Start of Information supplied

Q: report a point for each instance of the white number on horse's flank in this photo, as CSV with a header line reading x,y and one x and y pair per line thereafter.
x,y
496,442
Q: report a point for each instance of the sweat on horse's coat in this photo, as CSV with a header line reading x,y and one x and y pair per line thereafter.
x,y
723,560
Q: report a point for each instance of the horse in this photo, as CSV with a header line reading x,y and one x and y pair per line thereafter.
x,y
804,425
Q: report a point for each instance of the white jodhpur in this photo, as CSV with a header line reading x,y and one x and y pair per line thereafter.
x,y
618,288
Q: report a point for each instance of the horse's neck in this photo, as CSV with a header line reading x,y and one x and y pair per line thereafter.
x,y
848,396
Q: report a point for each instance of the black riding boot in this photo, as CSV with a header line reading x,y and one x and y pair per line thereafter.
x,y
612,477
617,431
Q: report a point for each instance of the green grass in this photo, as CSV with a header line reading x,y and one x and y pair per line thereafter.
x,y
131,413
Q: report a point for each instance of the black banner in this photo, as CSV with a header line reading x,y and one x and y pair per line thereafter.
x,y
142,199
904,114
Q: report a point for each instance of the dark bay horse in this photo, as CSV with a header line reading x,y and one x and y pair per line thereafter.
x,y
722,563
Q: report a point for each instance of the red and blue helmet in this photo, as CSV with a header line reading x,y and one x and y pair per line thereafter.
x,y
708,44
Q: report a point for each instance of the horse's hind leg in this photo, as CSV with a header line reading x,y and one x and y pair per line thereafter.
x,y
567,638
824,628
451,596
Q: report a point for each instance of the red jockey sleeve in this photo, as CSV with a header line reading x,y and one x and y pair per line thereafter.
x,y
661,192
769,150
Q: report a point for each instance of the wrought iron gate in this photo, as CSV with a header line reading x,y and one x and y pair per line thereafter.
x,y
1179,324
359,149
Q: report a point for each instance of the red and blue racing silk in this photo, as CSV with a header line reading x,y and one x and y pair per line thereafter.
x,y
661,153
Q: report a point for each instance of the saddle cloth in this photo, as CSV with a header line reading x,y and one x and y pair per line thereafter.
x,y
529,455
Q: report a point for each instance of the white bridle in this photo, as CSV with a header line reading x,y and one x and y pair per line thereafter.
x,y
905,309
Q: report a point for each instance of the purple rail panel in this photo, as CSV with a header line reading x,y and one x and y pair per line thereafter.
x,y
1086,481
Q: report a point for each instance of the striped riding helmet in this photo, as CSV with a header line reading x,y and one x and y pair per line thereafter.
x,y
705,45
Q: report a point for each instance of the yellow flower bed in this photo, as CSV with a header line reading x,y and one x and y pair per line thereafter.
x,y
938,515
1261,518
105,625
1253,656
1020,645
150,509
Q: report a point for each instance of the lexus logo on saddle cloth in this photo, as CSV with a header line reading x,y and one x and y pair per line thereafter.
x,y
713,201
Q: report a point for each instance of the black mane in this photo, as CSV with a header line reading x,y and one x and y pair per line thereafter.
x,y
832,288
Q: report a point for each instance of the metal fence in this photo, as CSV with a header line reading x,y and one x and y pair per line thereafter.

End of Information supplied
Start of Information supplied

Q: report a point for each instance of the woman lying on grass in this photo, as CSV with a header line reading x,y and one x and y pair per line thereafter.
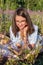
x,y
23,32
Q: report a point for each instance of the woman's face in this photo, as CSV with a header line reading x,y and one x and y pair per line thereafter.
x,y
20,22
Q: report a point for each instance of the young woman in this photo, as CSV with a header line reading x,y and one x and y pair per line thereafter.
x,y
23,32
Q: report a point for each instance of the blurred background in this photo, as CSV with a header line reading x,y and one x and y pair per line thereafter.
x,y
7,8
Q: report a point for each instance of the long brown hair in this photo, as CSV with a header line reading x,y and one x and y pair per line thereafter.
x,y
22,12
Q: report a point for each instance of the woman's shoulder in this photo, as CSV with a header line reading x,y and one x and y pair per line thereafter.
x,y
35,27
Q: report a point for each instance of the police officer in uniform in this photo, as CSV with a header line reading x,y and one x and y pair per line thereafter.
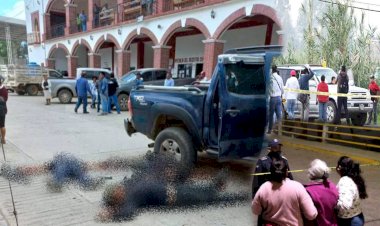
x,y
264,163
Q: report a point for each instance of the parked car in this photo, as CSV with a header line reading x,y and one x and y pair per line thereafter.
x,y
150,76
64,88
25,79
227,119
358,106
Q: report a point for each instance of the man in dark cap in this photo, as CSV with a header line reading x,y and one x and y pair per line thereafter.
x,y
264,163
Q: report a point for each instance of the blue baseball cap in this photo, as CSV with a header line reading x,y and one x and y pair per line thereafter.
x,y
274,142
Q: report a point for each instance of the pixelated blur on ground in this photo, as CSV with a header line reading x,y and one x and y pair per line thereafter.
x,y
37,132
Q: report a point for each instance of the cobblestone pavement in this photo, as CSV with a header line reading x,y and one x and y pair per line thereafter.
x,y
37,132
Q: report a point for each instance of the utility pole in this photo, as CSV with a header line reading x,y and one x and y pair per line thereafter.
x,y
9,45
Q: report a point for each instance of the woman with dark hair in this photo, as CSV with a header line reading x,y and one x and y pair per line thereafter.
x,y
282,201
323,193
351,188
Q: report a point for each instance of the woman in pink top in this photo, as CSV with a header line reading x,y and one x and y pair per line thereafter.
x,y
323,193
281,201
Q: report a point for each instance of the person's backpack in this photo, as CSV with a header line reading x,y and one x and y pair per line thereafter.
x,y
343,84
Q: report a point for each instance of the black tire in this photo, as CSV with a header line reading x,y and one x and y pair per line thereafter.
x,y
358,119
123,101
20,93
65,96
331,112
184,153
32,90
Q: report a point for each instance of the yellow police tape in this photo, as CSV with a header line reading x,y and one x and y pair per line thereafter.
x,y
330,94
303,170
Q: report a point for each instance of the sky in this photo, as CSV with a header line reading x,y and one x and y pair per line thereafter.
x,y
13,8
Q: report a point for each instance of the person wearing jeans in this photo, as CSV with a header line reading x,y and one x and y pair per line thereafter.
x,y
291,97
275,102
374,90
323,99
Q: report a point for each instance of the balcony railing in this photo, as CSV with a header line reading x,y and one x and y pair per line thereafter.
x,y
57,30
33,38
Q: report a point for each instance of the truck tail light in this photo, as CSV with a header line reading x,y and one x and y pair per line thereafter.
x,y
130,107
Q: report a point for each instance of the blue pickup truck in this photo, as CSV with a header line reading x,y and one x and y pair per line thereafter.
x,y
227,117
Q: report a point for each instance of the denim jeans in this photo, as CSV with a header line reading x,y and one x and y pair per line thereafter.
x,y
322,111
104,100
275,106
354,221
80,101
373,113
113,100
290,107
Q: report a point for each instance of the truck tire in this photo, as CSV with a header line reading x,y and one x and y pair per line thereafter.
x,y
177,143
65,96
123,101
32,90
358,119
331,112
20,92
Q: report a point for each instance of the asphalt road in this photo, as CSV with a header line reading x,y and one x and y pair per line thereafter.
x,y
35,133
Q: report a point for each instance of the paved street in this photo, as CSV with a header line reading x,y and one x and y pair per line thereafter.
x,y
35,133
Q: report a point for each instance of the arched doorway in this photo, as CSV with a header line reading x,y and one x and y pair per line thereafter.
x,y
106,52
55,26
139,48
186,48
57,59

End of Information supplied

Problem to solve:
Beginning at the line above that contains "Q: report a point for each instance of the yellow flower", return each line exactly through the line that contains "Q: report a point for each instance of the metal", and no others.

Solution:
Q: report a point for each instance of the yellow flower bed in this photo, as CSV with a header line reading x,y and one x and y pair per line thereafter.
x,y
938,515
1261,518
105,625
1253,656
1020,645
150,509
Q: report a point for each instance of the lexus logo on saddle cloth in this photo, as CSV with a header line reading x,y and one x and y pair per line thereafter.
x,y
713,201
Q: report a point for each instance of the black mane in this photo, as CSV with a header line reading x,y and one x and y pair per line thereafter.
x,y
832,288
Q: report a point for each instance of the metal fence in this photo, as CSV with a header line reading x,y and one x and y pair per line thereafter.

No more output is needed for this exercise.